• **TEXT UNDER STUDY**
= = = = = = =

Patient and carer perceived barriers to early presentation and diagnosis of lung cancer: a systematic review.
Cassim, S., Chepulis, L. M., Keenan, R., Kidd, J., Firth, M., & Lawrenson, R. (2019). Patient and carer perceived barriers to early presentation and diagnosis of lung cancer: a systematic review. BMC Cancer, 19(1), 25. https://doi.org/10.1186/s12885-018-5169-9
Permanent Research Commons link: https://hdl.handle.net/10289/12325
BACKGROUND: Lung cancer is typically diagnosed at a late stage. Early presentation and detection of lung cancer symptoms is critical to improving survival but can be clinically complicated and as yet a robust screening method for diagnosis is not available in routine practice. Accordingly, the barriers to help-seeking behaviour and diagnosis need to be considered. This review aimed to document the barriers to early presentation and diagnosis of lung cancer, based on patient and carer perspectives. METHODS: A systematic review of databases was performed for original, English language articles discussing qualitative research on patient perceived barriers to early presentation and diagnosis of lung cancer. Three major databases were searched: Scopus, PubMed and EBSCOhost. References cited in the selected studies were searched for further relevant articles. RESULTS: Fourteen studies met inclusion criteria for review. Barriers were grouped into three categories: healthcare provider and system factors, patient factors and disease factors. CONCLUSIONS: Studies showed that the most frequently reported barriers to early presentation and diagnosis of lung cancer reported by patients and carers related to poor relationships between GPs and patients, a lack of access to services and care for patients, and a lack of awareness of lung cancer symptoms and treatment. Addressing these barriers offers opportunities by which rates of early diagnosis of lung cancer may be improved.

= = = = = = =

• **MATERIAL SHOWN**
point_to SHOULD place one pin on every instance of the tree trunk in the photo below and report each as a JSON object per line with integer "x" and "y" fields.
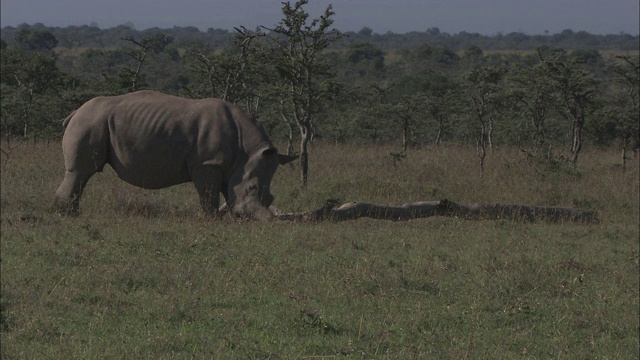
{"x": 305, "y": 135}
{"x": 405, "y": 136}
{"x": 576, "y": 144}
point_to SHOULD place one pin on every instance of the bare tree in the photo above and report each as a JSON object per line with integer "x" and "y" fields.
{"x": 304, "y": 73}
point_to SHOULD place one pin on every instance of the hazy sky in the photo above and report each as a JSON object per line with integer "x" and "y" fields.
{"x": 487, "y": 17}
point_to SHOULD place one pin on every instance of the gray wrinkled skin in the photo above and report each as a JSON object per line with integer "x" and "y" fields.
{"x": 154, "y": 141}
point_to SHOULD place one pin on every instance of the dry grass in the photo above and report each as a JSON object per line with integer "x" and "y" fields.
{"x": 141, "y": 274}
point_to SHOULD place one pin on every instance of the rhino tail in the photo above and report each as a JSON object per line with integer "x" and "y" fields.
{"x": 66, "y": 121}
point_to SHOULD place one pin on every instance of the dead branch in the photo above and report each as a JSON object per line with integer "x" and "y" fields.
{"x": 353, "y": 210}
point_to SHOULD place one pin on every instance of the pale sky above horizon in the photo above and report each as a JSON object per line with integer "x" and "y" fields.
{"x": 487, "y": 17}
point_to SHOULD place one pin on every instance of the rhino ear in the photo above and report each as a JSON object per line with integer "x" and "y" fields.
{"x": 285, "y": 159}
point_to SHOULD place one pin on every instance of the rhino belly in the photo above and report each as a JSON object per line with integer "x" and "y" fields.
{"x": 153, "y": 166}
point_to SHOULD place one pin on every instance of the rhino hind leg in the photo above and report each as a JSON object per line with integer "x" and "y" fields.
{"x": 208, "y": 181}
{"x": 82, "y": 161}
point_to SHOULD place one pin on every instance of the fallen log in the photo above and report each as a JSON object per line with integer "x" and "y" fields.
{"x": 353, "y": 210}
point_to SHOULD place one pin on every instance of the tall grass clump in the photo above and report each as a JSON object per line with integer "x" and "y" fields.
{"x": 142, "y": 274}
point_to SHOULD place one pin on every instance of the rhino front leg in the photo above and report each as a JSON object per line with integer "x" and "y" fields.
{"x": 70, "y": 191}
{"x": 208, "y": 181}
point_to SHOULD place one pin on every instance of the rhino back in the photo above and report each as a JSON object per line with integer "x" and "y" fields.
{"x": 155, "y": 140}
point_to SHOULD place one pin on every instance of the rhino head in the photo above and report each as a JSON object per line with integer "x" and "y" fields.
{"x": 249, "y": 193}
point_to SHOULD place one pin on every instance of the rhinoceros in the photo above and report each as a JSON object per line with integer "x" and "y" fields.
{"x": 154, "y": 141}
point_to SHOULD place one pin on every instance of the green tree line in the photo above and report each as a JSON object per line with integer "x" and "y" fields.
{"x": 305, "y": 80}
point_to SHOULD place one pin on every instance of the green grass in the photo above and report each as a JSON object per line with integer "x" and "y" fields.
{"x": 142, "y": 274}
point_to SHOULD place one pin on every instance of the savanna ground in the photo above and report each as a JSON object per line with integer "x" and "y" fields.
{"x": 142, "y": 274}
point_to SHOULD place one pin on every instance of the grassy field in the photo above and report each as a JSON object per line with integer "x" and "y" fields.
{"x": 143, "y": 275}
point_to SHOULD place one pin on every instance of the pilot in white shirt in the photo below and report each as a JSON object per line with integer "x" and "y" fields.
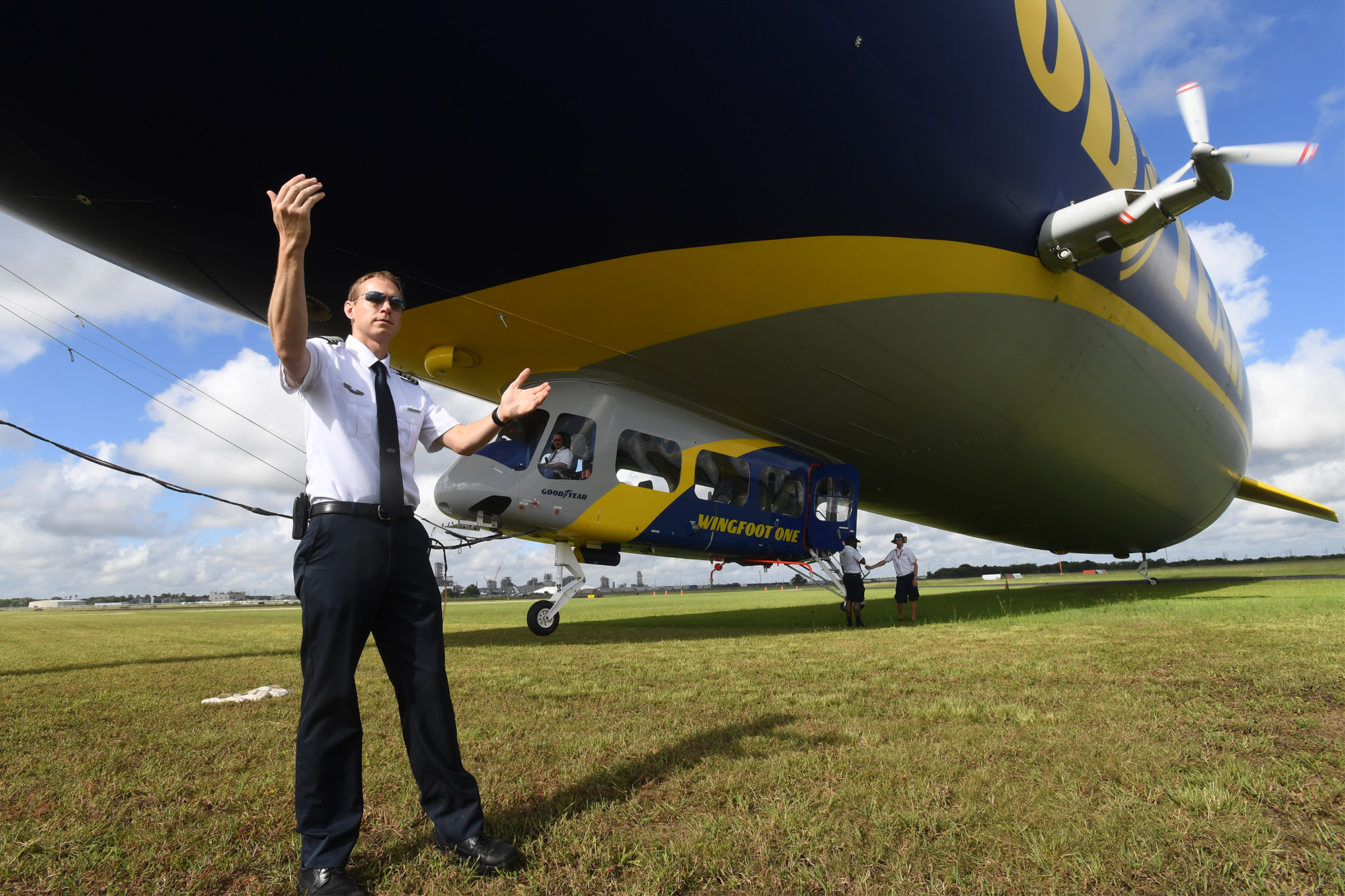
{"x": 560, "y": 459}
{"x": 852, "y": 577}
{"x": 341, "y": 423}
{"x": 909, "y": 568}
{"x": 362, "y": 567}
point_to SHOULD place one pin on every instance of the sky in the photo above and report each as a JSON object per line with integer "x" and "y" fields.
{"x": 1277, "y": 253}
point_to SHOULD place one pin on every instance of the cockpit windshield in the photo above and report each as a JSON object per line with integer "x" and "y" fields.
{"x": 517, "y": 443}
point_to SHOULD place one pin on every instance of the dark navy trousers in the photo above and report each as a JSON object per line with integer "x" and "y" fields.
{"x": 357, "y": 576}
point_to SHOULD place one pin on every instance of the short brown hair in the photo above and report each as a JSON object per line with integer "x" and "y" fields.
{"x": 383, "y": 275}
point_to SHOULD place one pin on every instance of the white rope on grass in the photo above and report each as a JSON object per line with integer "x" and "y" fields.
{"x": 248, "y": 697}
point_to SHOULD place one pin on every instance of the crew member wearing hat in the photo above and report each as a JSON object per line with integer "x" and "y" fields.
{"x": 853, "y": 580}
{"x": 907, "y": 571}
{"x": 364, "y": 563}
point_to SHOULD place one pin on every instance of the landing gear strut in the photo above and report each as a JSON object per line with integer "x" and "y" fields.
{"x": 545, "y": 615}
{"x": 1144, "y": 571}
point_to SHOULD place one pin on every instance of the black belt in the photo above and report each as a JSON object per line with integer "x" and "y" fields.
{"x": 353, "y": 509}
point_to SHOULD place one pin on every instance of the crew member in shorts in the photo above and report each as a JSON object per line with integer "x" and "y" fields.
{"x": 853, "y": 580}
{"x": 907, "y": 572}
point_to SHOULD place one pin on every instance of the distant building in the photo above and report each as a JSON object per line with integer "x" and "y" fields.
{"x": 54, "y": 603}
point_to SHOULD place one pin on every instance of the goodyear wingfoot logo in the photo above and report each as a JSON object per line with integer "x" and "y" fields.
{"x": 558, "y": 493}
{"x": 751, "y": 530}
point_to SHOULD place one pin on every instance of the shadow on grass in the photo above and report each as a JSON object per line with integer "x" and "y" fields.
{"x": 617, "y": 783}
{"x": 623, "y": 780}
{"x": 937, "y": 608}
{"x": 155, "y": 661}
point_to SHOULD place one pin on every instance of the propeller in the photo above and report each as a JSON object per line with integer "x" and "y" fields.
{"x": 1269, "y": 154}
{"x": 1151, "y": 197}
{"x": 1191, "y": 103}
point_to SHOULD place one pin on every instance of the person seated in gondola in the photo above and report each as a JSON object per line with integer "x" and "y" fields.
{"x": 559, "y": 463}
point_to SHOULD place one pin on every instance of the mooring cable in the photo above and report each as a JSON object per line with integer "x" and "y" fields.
{"x": 143, "y": 475}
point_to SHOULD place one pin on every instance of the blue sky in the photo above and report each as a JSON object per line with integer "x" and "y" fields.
{"x": 1277, "y": 252}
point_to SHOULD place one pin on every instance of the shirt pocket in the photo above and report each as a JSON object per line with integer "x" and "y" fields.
{"x": 360, "y": 416}
{"x": 410, "y": 421}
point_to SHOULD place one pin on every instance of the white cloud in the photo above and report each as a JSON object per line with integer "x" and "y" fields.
{"x": 1331, "y": 111}
{"x": 1149, "y": 48}
{"x": 1299, "y": 444}
{"x": 1299, "y": 407}
{"x": 1229, "y": 255}
{"x": 100, "y": 291}
{"x": 248, "y": 408}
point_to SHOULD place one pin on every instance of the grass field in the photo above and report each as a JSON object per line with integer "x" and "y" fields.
{"x": 1104, "y": 736}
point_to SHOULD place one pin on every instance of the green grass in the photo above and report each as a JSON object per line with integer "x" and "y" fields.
{"x": 1100, "y": 737}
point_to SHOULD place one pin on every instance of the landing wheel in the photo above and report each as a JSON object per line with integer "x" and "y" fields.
{"x": 535, "y": 618}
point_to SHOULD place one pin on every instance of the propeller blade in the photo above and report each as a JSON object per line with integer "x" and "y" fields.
{"x": 1191, "y": 103}
{"x": 1148, "y": 201}
{"x": 1269, "y": 154}
{"x": 1178, "y": 174}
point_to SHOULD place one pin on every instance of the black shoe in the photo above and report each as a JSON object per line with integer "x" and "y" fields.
{"x": 328, "y": 881}
{"x": 488, "y": 854}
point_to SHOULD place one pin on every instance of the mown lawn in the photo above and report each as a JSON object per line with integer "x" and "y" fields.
{"x": 1097, "y": 737}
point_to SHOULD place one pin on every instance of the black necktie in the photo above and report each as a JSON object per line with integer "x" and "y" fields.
{"x": 389, "y": 452}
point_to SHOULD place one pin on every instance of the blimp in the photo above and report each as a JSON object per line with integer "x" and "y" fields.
{"x": 779, "y": 261}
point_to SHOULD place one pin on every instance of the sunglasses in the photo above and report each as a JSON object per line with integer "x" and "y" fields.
{"x": 377, "y": 298}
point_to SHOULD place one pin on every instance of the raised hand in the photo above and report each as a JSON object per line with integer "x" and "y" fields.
{"x": 518, "y": 401}
{"x": 291, "y": 208}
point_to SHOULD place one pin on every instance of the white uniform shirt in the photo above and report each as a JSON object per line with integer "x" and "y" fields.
{"x": 560, "y": 456}
{"x": 341, "y": 423}
{"x": 905, "y": 559}
{"x": 851, "y": 560}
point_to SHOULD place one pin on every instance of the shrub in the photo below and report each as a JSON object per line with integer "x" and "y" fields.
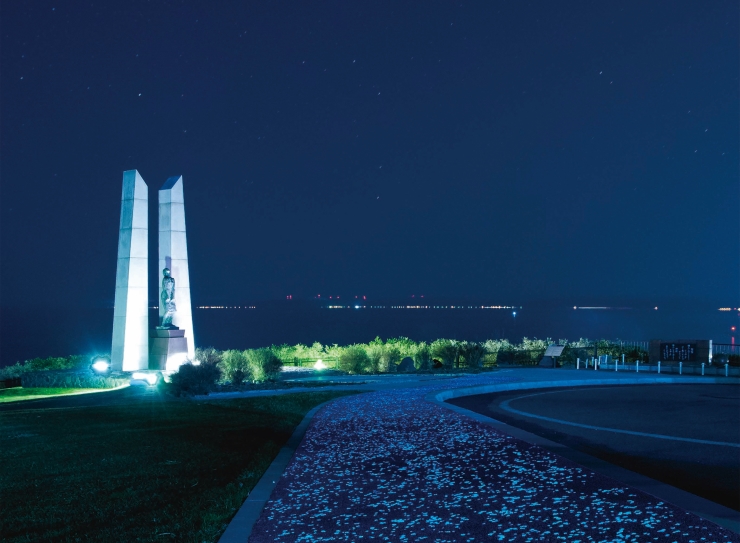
{"x": 390, "y": 357}
{"x": 446, "y": 351}
{"x": 423, "y": 357}
{"x": 354, "y": 359}
{"x": 208, "y": 355}
{"x": 374, "y": 351}
{"x": 195, "y": 380}
{"x": 472, "y": 352}
{"x": 235, "y": 366}
{"x": 263, "y": 364}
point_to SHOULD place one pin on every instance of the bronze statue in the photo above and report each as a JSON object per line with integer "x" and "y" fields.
{"x": 168, "y": 300}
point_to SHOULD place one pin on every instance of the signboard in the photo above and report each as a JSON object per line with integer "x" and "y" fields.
{"x": 554, "y": 350}
{"x": 678, "y": 352}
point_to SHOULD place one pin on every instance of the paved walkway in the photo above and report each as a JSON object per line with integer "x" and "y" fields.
{"x": 390, "y": 466}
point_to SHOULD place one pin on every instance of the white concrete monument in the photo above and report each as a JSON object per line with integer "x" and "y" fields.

= = = = = = =

• **WHAT YOU HAVE TO DO**
In the lung cancer review, which three databases were searched?

• **ANSWER TO THIS EXERCISE**
Scopus, PubMed and EBSCOhost.